Punto dolente, da allora, è la regione contesa del Kashmir, al confine tra i due Stati, teatro di due guerre (nel 1948-49 e poi nel 1965) e di quella che gli osservatori definiscono una prolungata proxy war, ovvero una «guerra per procura» condotta, dalla fine degli anni ’80 del secolo scorso, da gruppi militanti islamisti che, con la complicità dei servizi segreti e degli apparati di sicurezza pakistani, sconfinano e portano scompiglio in territorio indiano. Proprio la stessa dinamica registrata nell’attentato di pochi giorni fa, rivendicato dal gruppo jihadista Jaish-e-Mohammed (JeM), già responsabile di un attacco alla base aerea di Pathankot che nel 2016 generò una escalation della tensione bilaterale.

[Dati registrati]
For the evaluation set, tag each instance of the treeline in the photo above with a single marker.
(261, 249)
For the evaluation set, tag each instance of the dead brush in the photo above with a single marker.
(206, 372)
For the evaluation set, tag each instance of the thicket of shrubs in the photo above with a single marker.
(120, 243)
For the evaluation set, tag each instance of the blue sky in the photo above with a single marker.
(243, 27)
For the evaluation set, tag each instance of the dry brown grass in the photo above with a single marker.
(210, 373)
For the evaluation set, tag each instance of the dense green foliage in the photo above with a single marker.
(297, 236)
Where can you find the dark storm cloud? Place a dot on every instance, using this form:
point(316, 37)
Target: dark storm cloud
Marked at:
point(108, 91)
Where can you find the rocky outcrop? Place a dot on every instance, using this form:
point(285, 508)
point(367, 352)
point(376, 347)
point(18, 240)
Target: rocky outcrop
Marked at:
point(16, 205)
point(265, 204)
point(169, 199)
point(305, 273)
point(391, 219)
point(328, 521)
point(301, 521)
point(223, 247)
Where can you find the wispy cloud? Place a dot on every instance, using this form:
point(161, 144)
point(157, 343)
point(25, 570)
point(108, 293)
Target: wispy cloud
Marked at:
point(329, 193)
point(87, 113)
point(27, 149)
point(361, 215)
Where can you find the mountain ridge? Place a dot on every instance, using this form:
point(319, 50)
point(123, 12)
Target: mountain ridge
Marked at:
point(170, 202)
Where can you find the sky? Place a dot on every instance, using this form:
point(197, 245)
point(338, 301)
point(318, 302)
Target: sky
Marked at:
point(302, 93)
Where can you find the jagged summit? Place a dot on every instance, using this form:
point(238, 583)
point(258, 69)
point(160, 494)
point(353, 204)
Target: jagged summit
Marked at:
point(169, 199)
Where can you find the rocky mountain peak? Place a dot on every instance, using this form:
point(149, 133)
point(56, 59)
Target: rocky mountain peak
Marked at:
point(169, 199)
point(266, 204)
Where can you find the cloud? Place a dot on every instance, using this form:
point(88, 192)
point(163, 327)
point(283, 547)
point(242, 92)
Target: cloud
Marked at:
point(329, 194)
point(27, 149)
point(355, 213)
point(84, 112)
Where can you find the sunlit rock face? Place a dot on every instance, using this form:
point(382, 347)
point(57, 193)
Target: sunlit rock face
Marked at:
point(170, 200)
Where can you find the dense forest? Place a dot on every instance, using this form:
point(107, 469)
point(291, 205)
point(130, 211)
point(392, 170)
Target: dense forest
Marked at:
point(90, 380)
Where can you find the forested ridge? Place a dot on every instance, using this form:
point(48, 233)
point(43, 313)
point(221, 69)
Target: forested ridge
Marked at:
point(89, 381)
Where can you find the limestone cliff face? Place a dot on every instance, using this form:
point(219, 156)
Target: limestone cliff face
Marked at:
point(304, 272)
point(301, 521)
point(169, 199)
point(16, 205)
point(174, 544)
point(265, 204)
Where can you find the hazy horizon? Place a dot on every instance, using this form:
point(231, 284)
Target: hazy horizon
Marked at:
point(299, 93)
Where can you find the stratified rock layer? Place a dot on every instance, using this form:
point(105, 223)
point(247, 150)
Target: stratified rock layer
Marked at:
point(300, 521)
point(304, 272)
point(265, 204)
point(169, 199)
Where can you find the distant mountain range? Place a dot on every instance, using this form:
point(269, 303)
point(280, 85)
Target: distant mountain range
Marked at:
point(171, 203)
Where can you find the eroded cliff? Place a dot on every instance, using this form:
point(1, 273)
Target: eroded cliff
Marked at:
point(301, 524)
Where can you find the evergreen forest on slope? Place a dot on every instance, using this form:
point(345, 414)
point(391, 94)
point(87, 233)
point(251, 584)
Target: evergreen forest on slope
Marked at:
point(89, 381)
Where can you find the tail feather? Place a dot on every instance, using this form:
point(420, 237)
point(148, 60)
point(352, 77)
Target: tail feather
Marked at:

• Dettagli esercizio:
Rispondi alle domande seguenti sul brano dedicato al Kashmir.
1. In quali anni si sono combattute le due guerre nella regione contesa?
2. Da quando è condotta la «guerra per procura»?
3. Quale gruppo ha rivendicato l'attentato di pochi giorni fa?

• Risposta:
1. Nel 1948-49 e nel 1965.
2. Dalla fine degli anni ’80 del secolo scorso.
3. Il gruppo jihadista Jaish-e-Mohammed (JeM).